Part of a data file
# # # # #

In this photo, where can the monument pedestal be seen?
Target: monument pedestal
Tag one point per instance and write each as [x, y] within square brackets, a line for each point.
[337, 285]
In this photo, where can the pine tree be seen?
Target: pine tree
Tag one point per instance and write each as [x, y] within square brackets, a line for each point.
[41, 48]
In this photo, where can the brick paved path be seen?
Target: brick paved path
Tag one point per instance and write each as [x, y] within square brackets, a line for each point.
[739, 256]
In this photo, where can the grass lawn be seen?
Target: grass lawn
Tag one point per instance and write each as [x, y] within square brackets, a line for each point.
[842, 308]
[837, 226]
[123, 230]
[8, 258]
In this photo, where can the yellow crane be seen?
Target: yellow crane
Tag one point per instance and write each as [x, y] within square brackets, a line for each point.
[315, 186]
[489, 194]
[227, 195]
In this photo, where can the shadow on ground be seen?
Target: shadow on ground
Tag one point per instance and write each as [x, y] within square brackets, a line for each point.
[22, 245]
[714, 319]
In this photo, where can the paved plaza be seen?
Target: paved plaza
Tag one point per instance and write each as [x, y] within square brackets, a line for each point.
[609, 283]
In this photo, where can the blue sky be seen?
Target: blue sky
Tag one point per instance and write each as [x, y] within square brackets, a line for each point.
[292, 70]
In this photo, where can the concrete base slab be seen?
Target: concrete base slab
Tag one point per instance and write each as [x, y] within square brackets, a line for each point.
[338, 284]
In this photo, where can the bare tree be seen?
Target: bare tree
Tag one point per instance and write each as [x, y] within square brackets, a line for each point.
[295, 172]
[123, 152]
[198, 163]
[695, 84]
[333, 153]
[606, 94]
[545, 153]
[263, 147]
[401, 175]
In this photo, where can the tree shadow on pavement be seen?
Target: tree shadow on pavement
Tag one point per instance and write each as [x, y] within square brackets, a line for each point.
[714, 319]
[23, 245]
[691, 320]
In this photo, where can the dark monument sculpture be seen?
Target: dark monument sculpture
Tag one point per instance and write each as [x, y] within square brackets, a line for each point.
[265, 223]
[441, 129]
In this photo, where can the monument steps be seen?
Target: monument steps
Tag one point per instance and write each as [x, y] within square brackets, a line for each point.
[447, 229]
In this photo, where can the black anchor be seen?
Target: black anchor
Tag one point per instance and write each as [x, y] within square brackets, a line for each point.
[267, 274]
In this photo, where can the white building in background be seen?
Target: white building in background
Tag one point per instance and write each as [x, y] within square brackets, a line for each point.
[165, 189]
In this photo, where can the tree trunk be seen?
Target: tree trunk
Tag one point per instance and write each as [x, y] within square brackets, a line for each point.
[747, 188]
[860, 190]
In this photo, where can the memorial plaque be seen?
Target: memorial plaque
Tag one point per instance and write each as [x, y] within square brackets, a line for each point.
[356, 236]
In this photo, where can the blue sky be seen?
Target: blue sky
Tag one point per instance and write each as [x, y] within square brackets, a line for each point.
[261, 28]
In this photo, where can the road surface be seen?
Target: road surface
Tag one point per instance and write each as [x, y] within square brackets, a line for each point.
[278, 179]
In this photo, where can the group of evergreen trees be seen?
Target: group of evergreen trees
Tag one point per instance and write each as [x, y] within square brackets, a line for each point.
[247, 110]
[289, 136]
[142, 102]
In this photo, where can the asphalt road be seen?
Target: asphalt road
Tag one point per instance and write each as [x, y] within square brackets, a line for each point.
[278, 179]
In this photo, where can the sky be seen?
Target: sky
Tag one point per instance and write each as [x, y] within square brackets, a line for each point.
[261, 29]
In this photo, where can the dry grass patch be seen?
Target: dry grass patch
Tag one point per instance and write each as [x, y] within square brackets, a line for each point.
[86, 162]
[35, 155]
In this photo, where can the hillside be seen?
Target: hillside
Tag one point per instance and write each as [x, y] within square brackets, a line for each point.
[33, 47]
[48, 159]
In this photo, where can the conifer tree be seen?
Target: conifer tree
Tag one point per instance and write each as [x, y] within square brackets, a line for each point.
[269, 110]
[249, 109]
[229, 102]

# # # # #

YOUR INSTRUCTIONS:
Send back all of the entries exactly, with nothing missing.

RESPONSE TO THIS EXERCISE:
In this photo, where can the monument pedestal be seen?
Target: monument pedestal
Tag one point per instance and write each as [x, y] within square brackets, a line for each point.
[337, 285]
In this photo, where can the pine tree be seen?
Target: pine tree
Tag one point per instance and write each as [x, y] within square brackets, a line for each point.
[41, 48]
In this photo, where can the brick paved path be seen?
Target: brick paved path
Tag one point per instance and write each as [x, y] within square brackets, a line for each point.
[739, 256]
In this photo, where can the grass lawn be seen?
Target: grass lawn
Tag one point per instance and write each as [x, y] within square brackets, a line for each point.
[842, 308]
[837, 226]
[123, 230]
[8, 258]
In this photo, where can the yellow crane be seen?
Target: yellow crane
Tag one point per instance and write each as [x, y] within square brackets, a line for each point.
[315, 186]
[489, 194]
[227, 195]
In this photo, where can the shadow on ground be seen?
Target: shadow on ground
Tag one point per instance and write each as [x, y] within square brackets, a line for each point.
[22, 245]
[714, 319]
In this photo, where can the paved plaza be seen?
Target: paved plaza
Tag one point per instance and write each as [x, y] within square brackets, a line for each point.
[609, 283]
In this photo, where can the blue sky be seen?
Target: blue sky
Tag one point per instance and write each as [x, y] within square brackets, a line for each point.
[292, 70]
In this photo, where can the concrete base slab be seen?
Target: concrete base slab
Tag one point per instance and write each as [x, y] within square brackets, a line for each point.
[338, 284]
In this photo, where can the bare tree be seen?
Target: bare tree
Tag one point per instance and write each as [x, y] within square brackets, a line for each point.
[295, 172]
[123, 152]
[198, 163]
[695, 84]
[333, 153]
[606, 94]
[545, 153]
[263, 147]
[401, 175]
In this photo, where can the tree shadow on pavement be seen?
Target: tree shadow on pavement
Tag one point per instance and write each as [x, y] within square brackets, a line for each point.
[714, 319]
[23, 245]
[691, 320]
In this photo, where can the dark monument sculpture be seen?
Target: dark monument sculpture
Tag one point per instance and write each as [x, y] within square brackets, a line for each point.
[265, 223]
[441, 129]
In this photo, where can the monument steps be seen?
Target: monument steps
Tag one point per instance and write each as [x, y] within square brackets, a line for each point.
[447, 229]
In this photo, where can the black anchor be seen?
Target: black anchor
Tag one point per instance and write each as [x, y] within square brackets, a line for each point.
[267, 274]
In this photo, where can the white building in background be seen?
Target: white building in background
Tag one point per instance and write each as [x, y] within square brackets, a line for each point.
[165, 189]
In this photo, where can the tree trunk be seen?
Target: tree trunk
Tag one point per instance and write each as [x, y] within square brackets, a line for each point.
[747, 188]
[860, 190]
In this photo, where can the memorial plaque be seen?
Target: memorial plaque
Tag one point per instance and write each as [x, y] within square brackets, a line for each point.
[356, 236]
In this photo, where can the blue sky be seen?
Target: blue sky
Tag one point per instance and write each as [x, y] within square brackets, a line for each point.
[261, 28]
In this photo, where can the road surface be seen?
Target: road surface
Tag one point per instance and write each as [x, y] within square brackets, a line for each point.
[278, 179]
In this photo, where can the group of evergreen trees be seen?
Target: group of evergreen trees
Tag one point per instance and write each as [x, y] within square brackets, a line for each point.
[247, 110]
[289, 136]
[142, 102]
In this photo, where can the asphalt road be seen?
Target: asphalt road
Tag one point per instance and write each as [x, y] within square brackets, a line for each point.
[278, 179]
In this photo, where can the sky be seen?
Target: sky
Tag one point per instance and write each as [x, y] within square brackets, a line for each point.
[261, 29]
In this photo, where can the dry grass patch be seen?
Target: dry grass patch
Tag one point per instance and write each as [x, y] within square brackets, a line for each point.
[86, 162]
[35, 155]
In this photo, where can the hillside be seen?
Target: hillside
Tag one point per instance and write each as [x, y] within square brackets, a line for each point.
[33, 47]
[48, 159]
In this photo, where can the conifer tree be seen?
Target: conifer tree
Tag one point per instance and write each as [x, y] within square brackets, a line for each point.
[269, 110]
[249, 109]
[229, 102]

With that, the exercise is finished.